> _Task to complete_: What you give back should match the entries below character for character.

[Dataset records]

———

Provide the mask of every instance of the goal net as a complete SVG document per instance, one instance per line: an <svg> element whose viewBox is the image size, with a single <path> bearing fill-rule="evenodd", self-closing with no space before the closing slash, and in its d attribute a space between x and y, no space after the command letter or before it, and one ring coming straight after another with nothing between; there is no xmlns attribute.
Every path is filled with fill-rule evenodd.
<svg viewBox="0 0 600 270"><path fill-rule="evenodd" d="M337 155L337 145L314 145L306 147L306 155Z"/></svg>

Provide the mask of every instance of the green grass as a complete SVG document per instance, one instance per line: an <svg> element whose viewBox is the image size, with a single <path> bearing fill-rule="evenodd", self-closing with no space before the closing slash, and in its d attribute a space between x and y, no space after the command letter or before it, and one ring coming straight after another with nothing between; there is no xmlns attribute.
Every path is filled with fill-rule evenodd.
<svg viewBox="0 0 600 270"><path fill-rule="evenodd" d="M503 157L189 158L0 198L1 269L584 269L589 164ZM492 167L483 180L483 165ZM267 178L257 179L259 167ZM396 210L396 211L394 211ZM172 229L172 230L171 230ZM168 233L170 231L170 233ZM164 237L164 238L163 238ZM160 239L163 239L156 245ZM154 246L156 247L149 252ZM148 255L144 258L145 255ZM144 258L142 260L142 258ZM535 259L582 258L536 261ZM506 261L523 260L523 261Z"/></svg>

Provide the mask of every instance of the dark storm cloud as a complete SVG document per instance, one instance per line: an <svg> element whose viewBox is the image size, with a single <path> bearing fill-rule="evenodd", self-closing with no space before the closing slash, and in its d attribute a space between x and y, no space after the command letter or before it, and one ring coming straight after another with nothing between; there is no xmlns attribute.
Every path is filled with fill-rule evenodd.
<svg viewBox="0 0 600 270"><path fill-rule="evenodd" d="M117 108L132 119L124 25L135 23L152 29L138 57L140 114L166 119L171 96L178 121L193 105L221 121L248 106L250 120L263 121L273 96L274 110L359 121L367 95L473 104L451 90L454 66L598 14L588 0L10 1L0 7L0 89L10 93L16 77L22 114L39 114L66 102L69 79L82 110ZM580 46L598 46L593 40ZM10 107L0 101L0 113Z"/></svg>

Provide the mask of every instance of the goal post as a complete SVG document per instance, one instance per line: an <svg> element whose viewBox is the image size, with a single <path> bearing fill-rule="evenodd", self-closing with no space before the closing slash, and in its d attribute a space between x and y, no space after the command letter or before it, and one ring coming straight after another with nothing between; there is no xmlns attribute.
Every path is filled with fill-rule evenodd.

———

> _Solution for this task_:
Provide the mask of every instance of the goal net as a complete SVG document per instance, one instance per line: an <svg> element whose viewBox is the image size, with a single <path> bearing fill-rule="evenodd", self-closing with no space before the closing slash, and in its d attribute a space between x and y, no space after the command letter or before it, and one ring coming straight after another with nothing between; there is no xmlns attribute.
Every path is filled with fill-rule evenodd.
<svg viewBox="0 0 600 270"><path fill-rule="evenodd" d="M337 155L337 145L314 145L306 147L306 155Z"/></svg>

Provide the mask of every instance of the green grass as a complete SVG document per instance, one instance per line: an <svg> element whose viewBox is the image size, with a single <path> bearing fill-rule="evenodd", self-closing with no space before the closing slash, and in its d attribute a space between x and y, no space after the command letter or before it, and one ring coming straight after another with nothing between; there is no xmlns attribute.
Every path is filled with fill-rule evenodd.
<svg viewBox="0 0 600 270"><path fill-rule="evenodd" d="M503 157L189 158L0 198L1 269L584 269L589 164ZM492 167L483 180L483 165ZM267 178L257 179L259 167ZM396 210L396 211L394 211ZM172 229L172 230L171 230ZM168 233L170 231L170 233ZM164 237L164 238L163 238ZM160 239L163 239L156 245ZM154 246L156 247L149 252ZM148 255L144 258L145 255ZM144 258L142 260L142 258ZM535 259L582 258L536 261ZM506 261L523 260L523 261Z"/></svg>

Provide the mask of every instance of the dark storm cloud as a complete SVG document per instance, one instance per line: an <svg> element whose viewBox is the image size, with a single <path> bearing fill-rule="evenodd", self-closing with no space before the closing slash, and in its d attribute a space between x and y, no space after the command letter or before it, and one ring coming straight after another with nothing between; there is no xmlns attribute.
Every path is filled with fill-rule evenodd.
<svg viewBox="0 0 600 270"><path fill-rule="evenodd" d="M117 108L132 119L124 25L135 23L152 29L138 57L140 114L166 119L171 96L178 121L193 105L221 121L248 106L250 120L263 121L273 96L274 110L359 121L367 95L473 104L451 90L454 66L598 14L588 0L10 1L0 7L0 89L10 93L16 77L22 114L39 114L66 102L69 79L82 110ZM580 46L598 46L593 40ZM10 107L0 101L0 113Z"/></svg>

Provide the mask of every instance of the goal post as a complete SVG document per instance, one instance per line: an <svg> element whose viewBox is the image size, with a single <path> bearing fill-rule="evenodd", self-closing with no space before the closing slash, and in its d attribute a space between x and y, no space after the command letter or before it, and one ring coming straight after another with nothing between; there is no xmlns attribute.
Every path is filled with fill-rule evenodd.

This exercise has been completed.